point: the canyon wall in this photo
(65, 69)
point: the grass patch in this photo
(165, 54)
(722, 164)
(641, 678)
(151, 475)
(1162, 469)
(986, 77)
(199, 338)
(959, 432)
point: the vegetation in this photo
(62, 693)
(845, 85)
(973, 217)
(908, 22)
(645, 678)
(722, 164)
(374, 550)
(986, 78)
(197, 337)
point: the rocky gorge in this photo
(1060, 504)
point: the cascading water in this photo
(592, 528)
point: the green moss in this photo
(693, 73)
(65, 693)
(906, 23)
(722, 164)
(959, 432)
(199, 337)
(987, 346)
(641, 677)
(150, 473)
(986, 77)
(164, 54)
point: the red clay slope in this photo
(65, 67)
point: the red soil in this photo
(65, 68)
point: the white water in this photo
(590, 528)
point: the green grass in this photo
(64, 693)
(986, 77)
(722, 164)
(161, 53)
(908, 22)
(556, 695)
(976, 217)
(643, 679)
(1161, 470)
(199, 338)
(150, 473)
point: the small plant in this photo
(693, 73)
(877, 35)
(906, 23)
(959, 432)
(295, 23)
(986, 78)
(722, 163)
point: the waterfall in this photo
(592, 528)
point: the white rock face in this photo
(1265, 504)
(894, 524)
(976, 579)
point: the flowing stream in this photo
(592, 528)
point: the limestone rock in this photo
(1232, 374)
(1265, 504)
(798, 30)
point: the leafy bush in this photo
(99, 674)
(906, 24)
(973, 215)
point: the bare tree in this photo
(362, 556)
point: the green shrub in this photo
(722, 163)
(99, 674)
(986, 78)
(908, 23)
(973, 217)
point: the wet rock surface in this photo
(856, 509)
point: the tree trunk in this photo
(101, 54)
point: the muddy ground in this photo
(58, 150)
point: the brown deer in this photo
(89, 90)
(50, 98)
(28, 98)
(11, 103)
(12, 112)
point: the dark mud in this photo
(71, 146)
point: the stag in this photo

--------------------

Перепишите все пункты выше дословно, от первой строки до последней, ничего в них не меняя.

» Ответ:
point: the canyon wall in this photo
(65, 69)
point: the grass patch in this photo
(165, 54)
(722, 164)
(641, 678)
(151, 475)
(1162, 469)
(986, 77)
(199, 338)
(959, 432)
point: the vegetation in this photo
(62, 693)
(845, 85)
(973, 217)
(908, 22)
(645, 678)
(722, 164)
(374, 550)
(986, 78)
(197, 337)
point: the rocky gorge in this photo
(1060, 504)
point: the cascading water in this photo
(592, 528)
point: the green moss in this photo
(693, 73)
(65, 693)
(906, 23)
(722, 164)
(959, 432)
(199, 337)
(987, 346)
(641, 677)
(150, 473)
(986, 77)
(164, 54)
point: the red clay slope in this photo
(65, 67)
point: the red soil in this photo
(65, 68)
point: the white water in this photo
(590, 528)
point: the green grass in this photo
(64, 693)
(986, 77)
(722, 164)
(161, 53)
(908, 22)
(556, 695)
(976, 217)
(643, 679)
(1161, 470)
(199, 338)
(150, 473)
point: the small plant in this photo
(693, 73)
(877, 35)
(906, 23)
(959, 432)
(295, 23)
(986, 78)
(722, 163)
point: the waterfall in this photo
(592, 528)
point: the white rock face in this photo
(1265, 504)
(894, 524)
(976, 579)
point: the flowing stream in this photo
(592, 528)
point: the limestone rock in this photo
(1232, 374)
(1265, 504)
(798, 30)
point: the leafy bush in this photo
(99, 674)
(906, 24)
(973, 215)
point: the bare tree in this photo
(362, 556)
point: the green shrub in this photo
(722, 163)
(99, 674)
(986, 78)
(908, 23)
(973, 217)
point: the wet rock surface in this photo
(856, 509)
point: the tree trunk in this photo
(101, 54)
point: the muddy ground in this photo
(58, 150)
point: the brown deer in this photo
(89, 90)
(50, 98)
(28, 98)
(11, 103)
(12, 112)
point: the dark mud in this photo
(71, 146)
point: the stag in this photo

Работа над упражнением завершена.